**DOCUMENT SECTION:**
# Need an air compresser and nail gun



## TrapperL (Jul 23, 2011)

Sounds like you're trying to get out of this cheap. A pancake will work a nail gun but not much of anything else. I'd suggest getting a 4 gallon Quincy instead. They can run multiple nail guns, a spray paint rig, air up truck tires, etc that the pancake will have to work over time to do if at all. I use only Hitachi nail guns with one Paslode siding gun. My failure rate so far is zero and I've had these now about 6 years of daily use. They can last a home owner a lifetime if properly maintained. I've own probably all of the brands over the years and so far the Hitachi guns are the only gun I'll buy. AVOID the Hitachi compressors though. They are close to junk at best. I bought one when one of guys dropped a Quincy on the expressway and I needed a compressor quick. I went to Lowes and saw a Hitachi compressor and since I like the nail guns, bought it. It won't hardly air up tires and works non stop to run one framing gun. Using it for spray paint isn't something it will do.


----------



## rw02kr43 (Jul 25, 2011)

*pancake*

So I can't run a finishing nail gun or air up a tire with the pancake compresser?

Jason


----------



## WirelessG (Mar 22, 2009)

Yes, a pancake will run a finish nailer and it will put a few pounds in a tire. The problem with pancakes is that they don't have enough volume to run any high-demand tools, such as an impact wrench for any appreciable amount of time. A pancake will be fine for trim work. I would go with a 15 or 16 ga finish nailer over a brad as brads are meant more for tacking. However, I would probably go with a brad on the quarter round to keep it from splitting. You should be able to find a package deal with both nailers and the pancake for under $300. They won't be top of the line, but they will do what you need them to do.


----------



## GottaFixIt (Dec 3, 2010)

I have this Bostitch Recon set








Works good at a great price.


----------



## DannyT (Mar 23, 2011)

homers has a 6gal porter cable and an 16g and 18g nailers and a stapler for 279.00 for the set.


http://www.homedepot.com/h_d1/N-5yc...splay?langId=-1&storeId=10051&catalogId=10053


lowes has a stanley-bostich 3 gun set for 299.00

http://www.lowes.com/pd_253002-354-...d_nbr|0||p_product_quantity_sold|1&facetInfo=


----------



## rw02kr43 (Jul 25, 2011)

*home depot*

I have looked at the porter cable one with the 3 guns from home depot, but I'm not sure I need all 3 of those guns. Which would be better for my project? A finishing nail gun or the brad nail gun? I'll be doing some base boards and quarter round. I eventually want to do a small roof of a shed. I think I'll probably need a different gun for that one. I just don't want to pay for all 3 guns when out of those 3 I might need just one. I just don't know which one I need.

Jason


----------



## DannyT (Mar 23, 2011)

you would be surprised what you might need in the future. that stapler might come in handy. i used to use the stapler on the thin side of casing and 16 g on the thick side. the 18 g works good for most smaller moldings like shoe. the staples hold batter then the 18g brads. most pre-hung doors that are trimmed on one side are stapled.
if i didnt already have compressor and guns id definitely get a kit, its cheaper in the long run.


----------



## GottaFixIt (Dec 3, 2010)

**WRITTEN INSTRUCTION A:** From the nail gun thread, output the passage starting with "So I can't run" and going on through "them to do.".
**WRITTEN INSTRUCTION B:** Render this sentence from the nail gun thread in Spanish: "A pancake will be fine for trim work."
**WRITTEN INSTRUCTION C:** In the nail gun thread, how long has TrapperL had the Hitachi nail guns in daily use?

Object location annotation data:
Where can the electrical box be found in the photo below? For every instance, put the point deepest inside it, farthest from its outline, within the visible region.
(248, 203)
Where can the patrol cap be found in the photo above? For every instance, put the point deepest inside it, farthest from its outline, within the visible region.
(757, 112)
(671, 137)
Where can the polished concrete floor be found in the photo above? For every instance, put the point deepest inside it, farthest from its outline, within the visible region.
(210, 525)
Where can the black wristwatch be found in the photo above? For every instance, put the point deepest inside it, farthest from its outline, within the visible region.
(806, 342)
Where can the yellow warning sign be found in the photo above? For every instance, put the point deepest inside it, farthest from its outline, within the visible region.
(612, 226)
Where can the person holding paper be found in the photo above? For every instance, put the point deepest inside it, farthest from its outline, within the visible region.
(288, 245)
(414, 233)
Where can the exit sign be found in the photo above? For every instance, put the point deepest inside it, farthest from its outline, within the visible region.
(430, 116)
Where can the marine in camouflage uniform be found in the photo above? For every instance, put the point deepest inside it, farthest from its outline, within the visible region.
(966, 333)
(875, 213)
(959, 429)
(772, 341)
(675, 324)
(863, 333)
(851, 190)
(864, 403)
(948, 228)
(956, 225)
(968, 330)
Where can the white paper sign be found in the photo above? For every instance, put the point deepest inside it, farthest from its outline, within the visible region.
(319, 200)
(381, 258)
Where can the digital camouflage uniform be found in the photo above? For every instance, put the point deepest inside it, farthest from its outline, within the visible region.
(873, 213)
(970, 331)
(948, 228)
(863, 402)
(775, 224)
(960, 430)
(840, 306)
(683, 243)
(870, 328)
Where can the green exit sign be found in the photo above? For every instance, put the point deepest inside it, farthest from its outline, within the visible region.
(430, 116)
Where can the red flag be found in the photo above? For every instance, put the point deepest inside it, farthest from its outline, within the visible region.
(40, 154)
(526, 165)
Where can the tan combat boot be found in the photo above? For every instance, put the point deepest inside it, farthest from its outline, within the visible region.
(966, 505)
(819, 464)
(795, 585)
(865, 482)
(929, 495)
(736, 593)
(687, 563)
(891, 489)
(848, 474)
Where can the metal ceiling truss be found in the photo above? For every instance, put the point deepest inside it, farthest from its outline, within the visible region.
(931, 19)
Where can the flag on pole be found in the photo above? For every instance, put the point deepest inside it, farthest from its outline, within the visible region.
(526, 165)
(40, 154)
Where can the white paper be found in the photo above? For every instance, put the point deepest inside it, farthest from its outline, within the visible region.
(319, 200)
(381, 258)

**RESULT A:**
So I can't run a finishing nail gun or air up a tire with the pancake compresser?

Jason


----------



## WirelessG (Mar 22, 2009)

Yes, a pancake will run a finish nailer and it will put a few pounds in a tire. The problem with pancakes is that they don't have enough volume to run any high-demand tools, such as an impact wrench for any appreciable amount of time. A pancake will be fine for trim work. I would go with a 15 or 16 ga finish nailer over a brad as brads are meant more for tacking. However, I would probably go with a brad on the quarter round to keep it from splitting. You should be able to find a package deal with both nailers and the pancake for under $300. They won't be top of the line, but they will do what you need them to do.

**RESULT B:** Un compresor tipo pancake servirá para trabajos de molduras.

**RESULT C:** About six years.